## WHAT TO DO
Exactly the lines from the one with "For each instance of the boat canopy, drop" through the end of the records below are to be output, the first and last included, and no others.

## DATA PROVIDED

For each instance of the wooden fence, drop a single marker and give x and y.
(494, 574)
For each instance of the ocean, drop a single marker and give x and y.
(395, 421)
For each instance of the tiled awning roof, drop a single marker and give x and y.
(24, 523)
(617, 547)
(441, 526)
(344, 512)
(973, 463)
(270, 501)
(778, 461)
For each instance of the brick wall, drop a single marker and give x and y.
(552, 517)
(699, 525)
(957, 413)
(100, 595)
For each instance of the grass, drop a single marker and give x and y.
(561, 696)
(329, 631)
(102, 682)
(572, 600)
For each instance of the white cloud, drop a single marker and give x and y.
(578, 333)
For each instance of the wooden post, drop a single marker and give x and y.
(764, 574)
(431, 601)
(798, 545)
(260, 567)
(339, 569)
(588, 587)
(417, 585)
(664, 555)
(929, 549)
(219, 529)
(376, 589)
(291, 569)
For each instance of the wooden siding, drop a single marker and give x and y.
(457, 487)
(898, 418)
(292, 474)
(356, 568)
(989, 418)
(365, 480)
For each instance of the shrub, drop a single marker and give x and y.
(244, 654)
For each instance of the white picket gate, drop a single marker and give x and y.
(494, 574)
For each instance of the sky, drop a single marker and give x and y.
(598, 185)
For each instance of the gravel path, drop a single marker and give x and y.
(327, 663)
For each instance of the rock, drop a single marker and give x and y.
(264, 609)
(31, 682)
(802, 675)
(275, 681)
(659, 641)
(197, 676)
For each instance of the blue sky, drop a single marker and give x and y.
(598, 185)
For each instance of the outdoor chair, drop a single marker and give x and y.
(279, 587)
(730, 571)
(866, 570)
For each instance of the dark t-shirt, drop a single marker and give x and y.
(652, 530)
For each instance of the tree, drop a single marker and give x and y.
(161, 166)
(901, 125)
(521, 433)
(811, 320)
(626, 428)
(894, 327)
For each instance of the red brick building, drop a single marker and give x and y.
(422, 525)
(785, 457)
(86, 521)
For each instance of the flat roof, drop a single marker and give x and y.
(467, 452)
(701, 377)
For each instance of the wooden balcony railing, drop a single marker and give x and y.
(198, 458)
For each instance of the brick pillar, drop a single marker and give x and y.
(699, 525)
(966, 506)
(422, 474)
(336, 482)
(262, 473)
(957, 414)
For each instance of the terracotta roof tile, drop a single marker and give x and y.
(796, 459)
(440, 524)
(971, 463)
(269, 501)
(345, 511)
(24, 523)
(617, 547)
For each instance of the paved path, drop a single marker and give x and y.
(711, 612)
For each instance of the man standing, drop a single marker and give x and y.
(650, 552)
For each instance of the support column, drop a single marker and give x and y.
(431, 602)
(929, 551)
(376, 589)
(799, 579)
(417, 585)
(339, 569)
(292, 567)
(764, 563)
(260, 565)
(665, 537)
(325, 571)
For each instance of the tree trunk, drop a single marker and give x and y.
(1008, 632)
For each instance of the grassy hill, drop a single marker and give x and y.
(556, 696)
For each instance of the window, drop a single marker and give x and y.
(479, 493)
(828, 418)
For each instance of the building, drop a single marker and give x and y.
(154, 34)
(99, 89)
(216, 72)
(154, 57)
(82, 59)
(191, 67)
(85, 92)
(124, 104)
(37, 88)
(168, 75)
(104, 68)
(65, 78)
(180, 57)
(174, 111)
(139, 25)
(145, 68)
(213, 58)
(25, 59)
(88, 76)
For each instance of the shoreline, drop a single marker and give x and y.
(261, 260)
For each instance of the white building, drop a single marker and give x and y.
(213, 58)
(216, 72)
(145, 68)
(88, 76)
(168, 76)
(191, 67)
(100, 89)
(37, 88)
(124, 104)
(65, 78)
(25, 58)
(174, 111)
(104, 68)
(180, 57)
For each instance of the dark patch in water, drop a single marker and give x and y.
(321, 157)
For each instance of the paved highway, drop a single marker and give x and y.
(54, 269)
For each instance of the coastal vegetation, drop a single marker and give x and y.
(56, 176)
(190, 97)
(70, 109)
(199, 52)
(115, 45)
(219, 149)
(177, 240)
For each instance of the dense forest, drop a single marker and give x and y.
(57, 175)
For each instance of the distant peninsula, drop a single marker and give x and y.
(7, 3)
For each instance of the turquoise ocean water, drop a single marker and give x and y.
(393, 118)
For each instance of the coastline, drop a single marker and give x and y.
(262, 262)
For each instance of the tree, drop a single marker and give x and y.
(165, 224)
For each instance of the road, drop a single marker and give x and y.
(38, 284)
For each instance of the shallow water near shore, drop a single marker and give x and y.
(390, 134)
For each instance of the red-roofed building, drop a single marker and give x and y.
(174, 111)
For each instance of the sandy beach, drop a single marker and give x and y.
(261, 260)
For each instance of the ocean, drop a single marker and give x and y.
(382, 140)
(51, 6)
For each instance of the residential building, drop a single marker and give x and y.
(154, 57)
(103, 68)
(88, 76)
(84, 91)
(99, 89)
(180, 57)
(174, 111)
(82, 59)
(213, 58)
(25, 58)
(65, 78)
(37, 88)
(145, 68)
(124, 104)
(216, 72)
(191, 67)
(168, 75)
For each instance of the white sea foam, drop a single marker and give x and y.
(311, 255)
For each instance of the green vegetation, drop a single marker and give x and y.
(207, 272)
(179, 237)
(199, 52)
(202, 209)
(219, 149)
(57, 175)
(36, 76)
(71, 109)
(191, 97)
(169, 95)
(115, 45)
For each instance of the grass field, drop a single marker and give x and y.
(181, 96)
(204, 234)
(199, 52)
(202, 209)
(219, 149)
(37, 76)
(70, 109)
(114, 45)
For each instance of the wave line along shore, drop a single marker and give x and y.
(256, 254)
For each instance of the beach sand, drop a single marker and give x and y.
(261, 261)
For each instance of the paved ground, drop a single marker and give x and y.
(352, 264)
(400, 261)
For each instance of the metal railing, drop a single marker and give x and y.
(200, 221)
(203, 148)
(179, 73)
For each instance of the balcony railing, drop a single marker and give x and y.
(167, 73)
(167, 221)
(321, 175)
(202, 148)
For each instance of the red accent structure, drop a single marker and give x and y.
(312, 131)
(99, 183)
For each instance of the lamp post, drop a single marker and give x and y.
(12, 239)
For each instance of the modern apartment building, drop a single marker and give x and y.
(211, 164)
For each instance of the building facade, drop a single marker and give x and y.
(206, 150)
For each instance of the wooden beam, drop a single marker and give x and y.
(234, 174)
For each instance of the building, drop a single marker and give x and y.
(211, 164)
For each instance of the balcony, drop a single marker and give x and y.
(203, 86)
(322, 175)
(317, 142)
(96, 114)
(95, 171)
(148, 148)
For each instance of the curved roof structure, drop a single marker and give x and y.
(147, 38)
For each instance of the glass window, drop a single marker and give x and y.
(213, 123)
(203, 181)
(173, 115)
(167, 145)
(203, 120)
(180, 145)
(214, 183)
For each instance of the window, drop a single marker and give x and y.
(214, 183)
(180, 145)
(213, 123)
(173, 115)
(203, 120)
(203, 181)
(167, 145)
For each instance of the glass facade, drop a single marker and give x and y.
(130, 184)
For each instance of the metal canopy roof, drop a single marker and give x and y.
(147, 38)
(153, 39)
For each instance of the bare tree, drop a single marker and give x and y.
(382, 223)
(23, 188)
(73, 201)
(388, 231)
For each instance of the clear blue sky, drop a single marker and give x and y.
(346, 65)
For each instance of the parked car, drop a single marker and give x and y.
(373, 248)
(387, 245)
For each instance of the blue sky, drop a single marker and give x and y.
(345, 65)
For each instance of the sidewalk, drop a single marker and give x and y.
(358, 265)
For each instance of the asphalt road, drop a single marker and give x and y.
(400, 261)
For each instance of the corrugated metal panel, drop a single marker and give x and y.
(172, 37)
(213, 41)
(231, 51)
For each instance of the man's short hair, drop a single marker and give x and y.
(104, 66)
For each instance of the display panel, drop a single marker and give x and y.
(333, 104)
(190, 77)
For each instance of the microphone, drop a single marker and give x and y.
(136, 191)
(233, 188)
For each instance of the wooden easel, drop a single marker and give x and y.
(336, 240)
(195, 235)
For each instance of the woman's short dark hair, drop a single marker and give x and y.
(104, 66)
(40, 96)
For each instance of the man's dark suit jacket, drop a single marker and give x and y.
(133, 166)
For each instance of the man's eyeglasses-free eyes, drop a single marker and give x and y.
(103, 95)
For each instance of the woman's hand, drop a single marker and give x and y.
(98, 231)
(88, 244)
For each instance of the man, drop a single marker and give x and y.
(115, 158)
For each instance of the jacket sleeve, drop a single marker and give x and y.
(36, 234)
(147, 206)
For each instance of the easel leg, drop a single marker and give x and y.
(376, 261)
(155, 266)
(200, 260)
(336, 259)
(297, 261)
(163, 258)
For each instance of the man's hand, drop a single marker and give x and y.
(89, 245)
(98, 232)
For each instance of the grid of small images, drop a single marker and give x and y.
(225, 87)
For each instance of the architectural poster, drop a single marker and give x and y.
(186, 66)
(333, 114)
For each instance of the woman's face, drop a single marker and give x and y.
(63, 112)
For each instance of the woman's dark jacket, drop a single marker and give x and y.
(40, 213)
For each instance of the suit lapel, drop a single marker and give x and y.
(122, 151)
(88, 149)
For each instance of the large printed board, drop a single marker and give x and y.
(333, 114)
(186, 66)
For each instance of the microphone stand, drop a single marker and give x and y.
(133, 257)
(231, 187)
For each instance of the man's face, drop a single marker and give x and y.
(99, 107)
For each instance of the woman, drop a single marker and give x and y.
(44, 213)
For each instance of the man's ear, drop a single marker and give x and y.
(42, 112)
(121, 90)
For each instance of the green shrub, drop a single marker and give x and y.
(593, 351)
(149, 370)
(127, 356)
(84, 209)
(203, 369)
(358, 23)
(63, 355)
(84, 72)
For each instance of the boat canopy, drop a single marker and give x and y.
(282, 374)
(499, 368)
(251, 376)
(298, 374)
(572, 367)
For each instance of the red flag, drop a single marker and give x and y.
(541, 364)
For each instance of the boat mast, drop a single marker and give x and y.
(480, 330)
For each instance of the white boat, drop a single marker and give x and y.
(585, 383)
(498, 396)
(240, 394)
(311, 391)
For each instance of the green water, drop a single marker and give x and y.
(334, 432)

## OUTPUT FOR THIS EXERCISE
For each instance of the boat canopy, drop a single marker and give x and y.
(282, 374)
(499, 368)
(251, 376)
(298, 374)
(572, 367)
For each instance of the red flag, drop a single marker and give x and y.
(541, 364)
For each instance of the boat mast, drop a single marker and give x and y.
(480, 330)
For each instance of the white boat, drop a single marker and give x and y.
(585, 383)
(498, 396)
(240, 394)
(311, 391)
For each instance of the green water, drop a single marker and give x and y.
(334, 432)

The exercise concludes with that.